**PROBLEM DETAILS**
Starting at the line that contains "[pin] teeth -- one per line", restate each line word for word through the final line of the data, keeping both ends.

**DATASET EXCERPTS**
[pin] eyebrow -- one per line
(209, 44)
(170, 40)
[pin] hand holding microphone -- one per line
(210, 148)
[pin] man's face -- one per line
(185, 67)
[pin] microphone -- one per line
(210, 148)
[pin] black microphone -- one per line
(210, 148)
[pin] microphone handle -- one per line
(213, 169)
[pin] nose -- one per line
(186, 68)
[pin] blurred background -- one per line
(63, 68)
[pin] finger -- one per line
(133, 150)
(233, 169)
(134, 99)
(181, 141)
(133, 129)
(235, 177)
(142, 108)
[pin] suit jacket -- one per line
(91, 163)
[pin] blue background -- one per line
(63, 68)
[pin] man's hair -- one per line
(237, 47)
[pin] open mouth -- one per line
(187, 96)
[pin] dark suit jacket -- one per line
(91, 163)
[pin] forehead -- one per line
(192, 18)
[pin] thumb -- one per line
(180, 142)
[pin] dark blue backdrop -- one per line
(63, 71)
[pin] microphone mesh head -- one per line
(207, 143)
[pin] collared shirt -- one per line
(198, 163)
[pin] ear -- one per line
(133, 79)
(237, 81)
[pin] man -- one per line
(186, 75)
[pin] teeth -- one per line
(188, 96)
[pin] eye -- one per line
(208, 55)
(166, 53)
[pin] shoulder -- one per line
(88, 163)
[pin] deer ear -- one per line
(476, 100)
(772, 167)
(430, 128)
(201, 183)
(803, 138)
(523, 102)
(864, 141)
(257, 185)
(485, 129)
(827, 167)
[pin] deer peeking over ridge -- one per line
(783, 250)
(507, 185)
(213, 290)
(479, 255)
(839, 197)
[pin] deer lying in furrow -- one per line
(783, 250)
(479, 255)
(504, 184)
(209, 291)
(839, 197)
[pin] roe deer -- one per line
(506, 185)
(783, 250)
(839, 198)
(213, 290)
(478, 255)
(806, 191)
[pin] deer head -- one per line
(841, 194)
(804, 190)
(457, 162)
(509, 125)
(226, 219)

**FINISHED TASK**
[pin] teeth -- one per line
(188, 96)
[pin] eye -- one per line
(208, 55)
(166, 53)
[pin] shoulder -- one per line
(88, 163)
[pin] deer ear -- one per line
(476, 100)
(772, 167)
(430, 128)
(201, 183)
(803, 138)
(523, 102)
(864, 141)
(257, 185)
(485, 129)
(827, 167)
[pin] deer peeking over ridge -- one per line
(783, 250)
(507, 185)
(213, 290)
(479, 255)
(839, 197)
[pin] deer lying in furrow -- one per line
(783, 250)
(479, 255)
(504, 184)
(209, 291)
(839, 197)
[pin] roe deer -- one per line
(506, 185)
(783, 250)
(839, 198)
(213, 290)
(478, 255)
(806, 191)
[pin] deer head -- one per line
(841, 194)
(804, 190)
(457, 162)
(509, 125)
(226, 219)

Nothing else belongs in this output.